• Exercise instructions
Format the items as a two-column CSV with the columns "text" and "answer", one row per item, putting each value in a single quoted field with its line breaks replaced by spaces. Start at the line that contains "At your earliest convenience, please identify the tree trunk" and continue through the end of the items.

[Dataset excerpt]
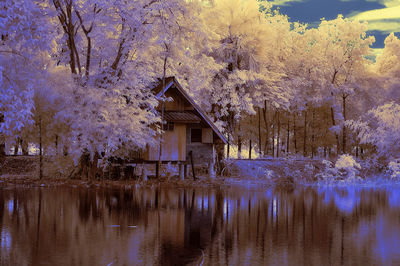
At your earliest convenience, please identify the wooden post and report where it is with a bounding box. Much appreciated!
[179,163,185,180]
[39,115,43,179]
[156,161,161,178]
[142,164,147,181]
[183,164,189,178]
[249,139,252,160]
[208,161,215,178]
[189,151,196,181]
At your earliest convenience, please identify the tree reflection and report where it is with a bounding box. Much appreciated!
[0,188,400,265]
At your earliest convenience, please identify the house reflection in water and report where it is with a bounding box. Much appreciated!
[0,188,400,265]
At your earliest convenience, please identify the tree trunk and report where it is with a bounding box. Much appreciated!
[88,152,100,180]
[0,134,6,175]
[303,110,307,157]
[39,115,43,179]
[258,107,261,155]
[226,134,231,159]
[156,56,168,179]
[276,112,281,158]
[238,124,242,159]
[331,107,340,155]
[311,107,315,158]
[272,121,275,158]
[54,134,58,156]
[14,137,21,156]
[286,113,290,155]
[293,112,299,154]
[21,139,29,156]
[342,95,347,153]
[264,100,269,155]
[249,139,252,160]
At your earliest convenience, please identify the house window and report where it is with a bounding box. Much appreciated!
[190,128,202,143]
[163,122,174,131]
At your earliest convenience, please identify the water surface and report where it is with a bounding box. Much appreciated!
[0,187,400,265]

• Expected answer
text,answer
"At your earliest convenience, please identify the tree trunk and report where it is with a bounding box. Much appreciated!","[88,152,100,180] [0,134,6,175] [303,110,307,157] [39,115,43,179] [258,107,261,155] [226,134,231,159] [156,56,168,179] [276,112,281,158] [238,124,242,159] [331,107,340,155] [311,107,315,158] [272,121,275,158] [54,134,58,156] [14,137,21,156] [286,113,290,155] [293,112,299,154] [21,139,29,156] [342,95,347,153] [264,100,269,155] [249,139,252,160]"
"At your earliest convenience, please identify the house window and report where it is with a bounding box. Much appreciated!","[190,128,202,143] [163,122,174,131]"
"At your earliest convenience, please identify the water surface and report where it is with a bounding box. Much appreciated!","[0,187,400,265]"